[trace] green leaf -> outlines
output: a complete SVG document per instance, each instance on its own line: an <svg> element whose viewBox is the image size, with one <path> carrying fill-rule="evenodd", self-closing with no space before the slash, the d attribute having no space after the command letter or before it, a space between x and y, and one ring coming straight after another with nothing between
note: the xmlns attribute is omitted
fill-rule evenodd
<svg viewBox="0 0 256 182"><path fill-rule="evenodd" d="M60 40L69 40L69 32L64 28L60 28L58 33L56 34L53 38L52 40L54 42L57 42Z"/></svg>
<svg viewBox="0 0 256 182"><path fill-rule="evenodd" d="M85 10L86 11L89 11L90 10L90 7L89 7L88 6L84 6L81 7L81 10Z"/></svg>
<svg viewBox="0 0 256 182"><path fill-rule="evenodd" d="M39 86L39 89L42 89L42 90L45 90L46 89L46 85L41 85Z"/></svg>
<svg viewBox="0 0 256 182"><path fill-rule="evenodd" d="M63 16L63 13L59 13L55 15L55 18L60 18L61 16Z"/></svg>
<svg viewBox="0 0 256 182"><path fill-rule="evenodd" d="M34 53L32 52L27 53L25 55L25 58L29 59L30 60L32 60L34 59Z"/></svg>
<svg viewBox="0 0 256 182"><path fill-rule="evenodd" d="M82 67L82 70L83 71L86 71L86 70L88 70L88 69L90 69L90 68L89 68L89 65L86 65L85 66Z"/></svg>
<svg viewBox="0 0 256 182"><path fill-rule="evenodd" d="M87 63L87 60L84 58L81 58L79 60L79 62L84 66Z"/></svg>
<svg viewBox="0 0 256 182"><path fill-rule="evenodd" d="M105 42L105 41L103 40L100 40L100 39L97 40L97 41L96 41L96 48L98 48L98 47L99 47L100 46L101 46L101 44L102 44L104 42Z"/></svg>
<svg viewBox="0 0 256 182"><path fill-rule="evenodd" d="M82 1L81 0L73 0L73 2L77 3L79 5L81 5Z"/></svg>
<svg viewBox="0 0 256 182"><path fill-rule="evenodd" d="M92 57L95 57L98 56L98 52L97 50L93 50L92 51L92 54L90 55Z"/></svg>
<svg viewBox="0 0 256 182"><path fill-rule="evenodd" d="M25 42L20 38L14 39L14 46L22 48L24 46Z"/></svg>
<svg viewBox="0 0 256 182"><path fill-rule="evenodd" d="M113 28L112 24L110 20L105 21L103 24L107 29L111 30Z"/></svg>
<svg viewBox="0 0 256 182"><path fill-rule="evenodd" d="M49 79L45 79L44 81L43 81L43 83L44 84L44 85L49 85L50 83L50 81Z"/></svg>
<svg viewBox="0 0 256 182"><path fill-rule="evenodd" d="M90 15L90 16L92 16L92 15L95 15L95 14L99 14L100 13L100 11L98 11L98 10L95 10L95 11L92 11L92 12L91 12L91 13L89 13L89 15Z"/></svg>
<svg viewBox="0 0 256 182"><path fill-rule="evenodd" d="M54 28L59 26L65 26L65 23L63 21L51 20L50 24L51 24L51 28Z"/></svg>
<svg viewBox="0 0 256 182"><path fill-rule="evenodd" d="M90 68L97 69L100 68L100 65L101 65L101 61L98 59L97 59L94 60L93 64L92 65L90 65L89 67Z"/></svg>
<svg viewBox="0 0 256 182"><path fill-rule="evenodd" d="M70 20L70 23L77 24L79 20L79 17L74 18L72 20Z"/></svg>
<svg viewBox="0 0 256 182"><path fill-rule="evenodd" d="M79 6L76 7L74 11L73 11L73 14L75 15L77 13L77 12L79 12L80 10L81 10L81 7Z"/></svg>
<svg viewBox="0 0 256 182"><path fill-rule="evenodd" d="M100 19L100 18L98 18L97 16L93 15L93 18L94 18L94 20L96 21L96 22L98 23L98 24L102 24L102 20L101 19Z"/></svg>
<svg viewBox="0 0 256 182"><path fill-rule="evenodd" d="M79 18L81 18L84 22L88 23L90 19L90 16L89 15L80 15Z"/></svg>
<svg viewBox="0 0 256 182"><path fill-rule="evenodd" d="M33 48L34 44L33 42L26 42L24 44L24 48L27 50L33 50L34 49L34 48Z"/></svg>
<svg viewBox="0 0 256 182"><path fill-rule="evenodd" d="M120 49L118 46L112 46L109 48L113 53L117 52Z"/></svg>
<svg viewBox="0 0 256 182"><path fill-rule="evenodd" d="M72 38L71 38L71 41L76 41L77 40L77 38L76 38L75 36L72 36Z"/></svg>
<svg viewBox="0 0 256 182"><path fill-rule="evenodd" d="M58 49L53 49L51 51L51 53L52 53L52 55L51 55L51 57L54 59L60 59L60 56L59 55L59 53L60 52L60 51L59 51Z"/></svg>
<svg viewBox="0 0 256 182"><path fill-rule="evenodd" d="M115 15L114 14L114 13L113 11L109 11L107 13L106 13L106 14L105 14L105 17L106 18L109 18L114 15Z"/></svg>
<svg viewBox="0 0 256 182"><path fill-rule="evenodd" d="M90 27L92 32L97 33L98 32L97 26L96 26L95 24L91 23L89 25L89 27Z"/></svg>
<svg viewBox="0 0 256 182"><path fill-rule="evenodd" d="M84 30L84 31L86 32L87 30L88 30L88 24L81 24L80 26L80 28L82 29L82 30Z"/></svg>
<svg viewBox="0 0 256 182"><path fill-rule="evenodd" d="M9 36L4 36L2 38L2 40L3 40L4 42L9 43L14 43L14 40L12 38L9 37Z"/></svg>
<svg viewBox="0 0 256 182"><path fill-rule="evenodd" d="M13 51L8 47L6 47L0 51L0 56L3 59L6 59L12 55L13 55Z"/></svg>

+--

EXERCISE AIM: Could you quote the listing verbatim, from its first line through the line containing "42L105 41L103 40L100", including both of those lines?

COMPLETE RESPONSE:
[trace] green leaf -> outlines
output: a complete SVG document per instance, each instance on its own line: an <svg> element whose viewBox is the image size, with one <path> carrying fill-rule="evenodd", self-closing with no space before the slash, the d attribute having no space after the command letter or before it, a space between x and y, and one ring coming straight after another with nothing between
note: the xmlns attribute is omitted
fill-rule evenodd
<svg viewBox="0 0 256 182"><path fill-rule="evenodd" d="M60 40L69 40L69 32L64 28L60 28L58 33L56 34L53 38L52 40L54 42L57 42Z"/></svg>
<svg viewBox="0 0 256 182"><path fill-rule="evenodd" d="M85 10L86 11L89 11L90 10L90 7L89 7L88 6L84 6L81 7L81 10Z"/></svg>
<svg viewBox="0 0 256 182"><path fill-rule="evenodd" d="M39 86L39 89L42 89L42 90L45 90L46 89L46 85L41 85Z"/></svg>
<svg viewBox="0 0 256 182"><path fill-rule="evenodd" d="M63 16L63 13L59 13L55 15L55 18L60 18L61 16Z"/></svg>
<svg viewBox="0 0 256 182"><path fill-rule="evenodd" d="M34 53L32 52L27 53L25 55L25 58L29 59L30 60L32 60L34 59Z"/></svg>
<svg viewBox="0 0 256 182"><path fill-rule="evenodd" d="M82 67L82 70L83 71L86 71L86 70L88 70L88 69L90 69L90 68L89 68L89 65L86 65L85 66Z"/></svg>
<svg viewBox="0 0 256 182"><path fill-rule="evenodd" d="M87 63L87 60L84 58L81 58L79 60L79 62L84 66Z"/></svg>
<svg viewBox="0 0 256 182"><path fill-rule="evenodd" d="M105 42L105 41L103 40L100 40L100 39L97 40L97 41L96 41L96 48L98 48L98 47L99 47L100 46L101 46L101 44L102 44L104 42Z"/></svg>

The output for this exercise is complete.